[Location annotation dataset excerpts]
◆ ◆ ◆ ◆ ◆

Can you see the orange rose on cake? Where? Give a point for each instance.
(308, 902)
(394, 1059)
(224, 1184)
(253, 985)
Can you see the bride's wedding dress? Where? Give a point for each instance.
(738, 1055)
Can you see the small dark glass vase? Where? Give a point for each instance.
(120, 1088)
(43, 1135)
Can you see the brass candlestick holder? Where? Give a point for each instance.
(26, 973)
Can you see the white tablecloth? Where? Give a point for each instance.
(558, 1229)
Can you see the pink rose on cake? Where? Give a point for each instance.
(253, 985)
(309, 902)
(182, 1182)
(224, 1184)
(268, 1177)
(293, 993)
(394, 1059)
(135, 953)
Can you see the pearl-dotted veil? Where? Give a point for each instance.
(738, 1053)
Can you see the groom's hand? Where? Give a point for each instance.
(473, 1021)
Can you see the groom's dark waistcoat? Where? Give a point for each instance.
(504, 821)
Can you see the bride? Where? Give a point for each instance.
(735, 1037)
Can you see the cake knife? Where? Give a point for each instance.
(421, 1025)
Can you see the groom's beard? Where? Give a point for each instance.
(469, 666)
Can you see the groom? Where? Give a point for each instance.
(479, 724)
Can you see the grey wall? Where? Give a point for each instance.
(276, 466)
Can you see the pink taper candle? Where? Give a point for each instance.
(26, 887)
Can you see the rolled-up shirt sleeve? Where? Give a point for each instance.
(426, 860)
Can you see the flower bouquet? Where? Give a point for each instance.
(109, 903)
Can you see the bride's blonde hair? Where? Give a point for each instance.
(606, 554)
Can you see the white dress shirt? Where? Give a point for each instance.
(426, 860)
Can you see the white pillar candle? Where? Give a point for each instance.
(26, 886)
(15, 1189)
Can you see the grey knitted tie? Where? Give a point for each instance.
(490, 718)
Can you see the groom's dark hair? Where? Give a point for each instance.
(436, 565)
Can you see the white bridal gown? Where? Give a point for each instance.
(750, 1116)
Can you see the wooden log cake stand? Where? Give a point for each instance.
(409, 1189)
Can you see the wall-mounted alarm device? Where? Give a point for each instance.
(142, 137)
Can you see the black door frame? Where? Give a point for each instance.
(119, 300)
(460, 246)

◆ ◆ ◆ ◆ ◆

#### DIRECTION
Copy out the lines of the records beginning with the one that contains "Can you see the wooden" and continuing through the last line of the records, reproducing each line without any change.

#### REPLY TO THE EXERCISE
Can you see the wooden log cake stand? Where? Give a point for each instance.
(409, 1189)
Can you see the wall-mounted alarm device? Where? Give a point for each instance.
(142, 137)
Can you see the black door frame? Where? Give a point for each instance.
(119, 300)
(460, 246)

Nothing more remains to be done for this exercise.